-- Source data --
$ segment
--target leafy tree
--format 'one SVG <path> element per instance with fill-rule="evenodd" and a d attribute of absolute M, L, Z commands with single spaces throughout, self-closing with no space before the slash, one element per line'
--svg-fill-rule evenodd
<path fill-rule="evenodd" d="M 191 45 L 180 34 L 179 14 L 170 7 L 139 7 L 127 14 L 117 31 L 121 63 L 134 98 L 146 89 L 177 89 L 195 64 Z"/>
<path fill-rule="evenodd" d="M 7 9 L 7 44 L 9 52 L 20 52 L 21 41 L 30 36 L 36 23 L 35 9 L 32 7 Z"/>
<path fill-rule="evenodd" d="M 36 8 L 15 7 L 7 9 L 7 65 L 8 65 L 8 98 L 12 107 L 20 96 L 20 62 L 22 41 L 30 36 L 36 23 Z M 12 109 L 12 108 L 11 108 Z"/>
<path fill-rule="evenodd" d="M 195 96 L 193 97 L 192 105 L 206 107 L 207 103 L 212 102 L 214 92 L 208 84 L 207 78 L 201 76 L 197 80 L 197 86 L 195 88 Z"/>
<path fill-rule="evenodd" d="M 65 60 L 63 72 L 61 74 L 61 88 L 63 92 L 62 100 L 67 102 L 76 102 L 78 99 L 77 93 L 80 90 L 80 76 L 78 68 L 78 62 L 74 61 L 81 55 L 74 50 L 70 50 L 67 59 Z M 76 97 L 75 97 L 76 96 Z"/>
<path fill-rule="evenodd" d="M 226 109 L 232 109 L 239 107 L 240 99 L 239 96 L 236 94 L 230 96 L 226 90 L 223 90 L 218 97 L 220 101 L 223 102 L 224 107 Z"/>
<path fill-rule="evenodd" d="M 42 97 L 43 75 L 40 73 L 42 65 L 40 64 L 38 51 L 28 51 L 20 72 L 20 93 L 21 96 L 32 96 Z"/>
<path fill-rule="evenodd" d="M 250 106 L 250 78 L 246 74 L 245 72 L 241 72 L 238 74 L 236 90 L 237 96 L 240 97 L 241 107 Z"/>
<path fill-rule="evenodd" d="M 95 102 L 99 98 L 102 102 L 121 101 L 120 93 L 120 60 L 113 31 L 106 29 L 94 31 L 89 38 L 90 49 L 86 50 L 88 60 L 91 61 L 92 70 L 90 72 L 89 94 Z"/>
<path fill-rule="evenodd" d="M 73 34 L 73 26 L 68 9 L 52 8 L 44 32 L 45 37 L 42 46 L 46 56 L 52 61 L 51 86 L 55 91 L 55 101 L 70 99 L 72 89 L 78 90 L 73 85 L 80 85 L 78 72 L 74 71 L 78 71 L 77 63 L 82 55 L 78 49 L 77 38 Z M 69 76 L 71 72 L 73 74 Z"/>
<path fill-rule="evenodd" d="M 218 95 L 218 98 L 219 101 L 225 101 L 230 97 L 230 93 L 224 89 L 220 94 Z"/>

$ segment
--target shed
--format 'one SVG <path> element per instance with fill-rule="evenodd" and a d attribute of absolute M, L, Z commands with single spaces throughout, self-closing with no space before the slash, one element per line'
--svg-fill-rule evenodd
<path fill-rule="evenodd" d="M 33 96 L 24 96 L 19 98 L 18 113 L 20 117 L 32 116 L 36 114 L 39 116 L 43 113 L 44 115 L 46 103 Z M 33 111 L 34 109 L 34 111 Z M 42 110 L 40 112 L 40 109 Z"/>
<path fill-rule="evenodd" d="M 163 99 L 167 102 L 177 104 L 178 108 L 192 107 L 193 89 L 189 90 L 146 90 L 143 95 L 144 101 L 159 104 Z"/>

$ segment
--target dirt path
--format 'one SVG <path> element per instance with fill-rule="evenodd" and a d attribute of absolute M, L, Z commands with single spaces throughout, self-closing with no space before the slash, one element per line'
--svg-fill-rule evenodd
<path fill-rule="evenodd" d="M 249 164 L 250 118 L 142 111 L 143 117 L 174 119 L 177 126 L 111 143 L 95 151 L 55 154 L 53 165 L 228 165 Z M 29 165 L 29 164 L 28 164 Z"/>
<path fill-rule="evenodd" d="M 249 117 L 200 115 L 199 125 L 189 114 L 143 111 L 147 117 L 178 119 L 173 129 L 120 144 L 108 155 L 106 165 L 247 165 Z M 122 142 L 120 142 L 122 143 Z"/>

-- Requirements --
Write the material out again in its entirety, exactly as shown.

-- Complete response --
$ segment
--target leafy tree
--format 'one SVG <path> element per instance with fill-rule="evenodd" and a d attribute of absolute M, L, Z commands with single spaces throughout, self-closing with no space before the slash, one element per line'
--svg-fill-rule evenodd
<path fill-rule="evenodd" d="M 191 45 L 180 34 L 179 14 L 170 7 L 139 7 L 127 14 L 117 31 L 121 63 L 134 98 L 146 89 L 177 89 L 195 64 Z"/>
<path fill-rule="evenodd" d="M 7 9 L 7 44 L 9 52 L 20 52 L 21 41 L 30 36 L 36 23 L 35 9 L 32 7 Z"/>
<path fill-rule="evenodd" d="M 36 8 L 15 7 L 7 9 L 7 65 L 8 65 L 8 98 L 12 107 L 20 96 L 20 62 L 22 41 L 30 36 L 36 23 Z M 12 109 L 12 108 L 11 108 Z"/>
<path fill-rule="evenodd" d="M 195 96 L 193 97 L 192 105 L 206 107 L 207 103 L 212 102 L 214 92 L 208 84 L 207 78 L 201 76 L 197 80 L 197 86 L 195 88 Z"/>
<path fill-rule="evenodd" d="M 65 60 L 63 72 L 61 74 L 61 88 L 63 92 L 62 100 L 67 102 L 76 102 L 78 99 L 77 93 L 80 90 L 80 76 L 78 68 L 78 62 L 74 61 L 81 55 L 74 50 L 70 50 L 67 59 Z M 76 97 L 75 97 L 76 96 Z"/>
<path fill-rule="evenodd" d="M 226 109 L 232 109 L 239 107 L 240 99 L 239 96 L 236 94 L 230 96 L 226 90 L 223 90 L 218 97 L 220 101 L 223 102 L 224 107 Z"/>
<path fill-rule="evenodd" d="M 42 97 L 43 75 L 40 73 L 42 65 L 40 64 L 38 51 L 28 51 L 20 72 L 20 93 L 21 96 L 32 96 Z"/>
<path fill-rule="evenodd" d="M 250 106 L 250 78 L 246 74 L 245 72 L 241 72 L 238 74 L 236 90 L 237 96 L 240 97 L 241 107 Z"/>
<path fill-rule="evenodd" d="M 95 102 L 99 98 L 102 102 L 121 101 L 120 93 L 120 60 L 113 31 L 106 29 L 94 31 L 89 38 L 90 49 L 86 50 L 88 60 L 91 61 L 92 70 L 90 72 L 89 94 Z"/>
<path fill-rule="evenodd" d="M 73 34 L 73 26 L 68 9 L 52 8 L 44 32 L 45 37 L 42 46 L 46 56 L 52 61 L 51 86 L 55 91 L 55 101 L 70 99 L 72 89 L 78 90 L 73 85 L 80 85 L 78 72 L 74 71 L 78 71 L 77 63 L 82 55 L 78 49 L 77 38 Z M 69 76 L 71 72 L 73 74 Z"/>
<path fill-rule="evenodd" d="M 218 95 L 218 98 L 219 101 L 225 101 L 230 97 L 230 93 L 224 89 L 220 94 Z"/>

$ segment
--target shed
--format 'one SVG <path> element per instance with fill-rule="evenodd" and a d attribute of absolute M, L, Z commands with single spaces throughout, self-closing with no space before the slash, one element per line'
--svg-fill-rule evenodd
<path fill-rule="evenodd" d="M 33 96 L 24 96 L 19 98 L 18 113 L 20 117 L 32 116 L 36 114 L 39 116 L 43 113 L 44 115 L 46 103 Z M 33 111 L 34 109 L 34 111 Z M 42 110 L 40 112 L 40 109 Z"/>
<path fill-rule="evenodd" d="M 163 99 L 167 102 L 177 104 L 178 108 L 192 107 L 193 89 L 189 90 L 146 90 L 143 95 L 144 101 L 159 104 Z"/>

$ segment
--target dirt path
--format 'one SVG <path> element per instance with fill-rule="evenodd" and a d attribute of absolute M, L, Z commands with single spaces throughout, self-closing with no space before the slash, one element per line'
--svg-fill-rule evenodd
<path fill-rule="evenodd" d="M 249 164 L 250 118 L 142 111 L 143 117 L 174 119 L 177 126 L 111 143 L 95 151 L 55 154 L 53 165 L 228 165 Z M 29 165 L 29 164 L 28 164 Z"/>
<path fill-rule="evenodd" d="M 249 117 L 200 115 L 199 125 L 189 114 L 143 111 L 147 117 L 178 119 L 173 129 L 120 144 L 108 155 L 106 165 L 247 165 Z M 122 142 L 120 142 L 122 143 Z"/>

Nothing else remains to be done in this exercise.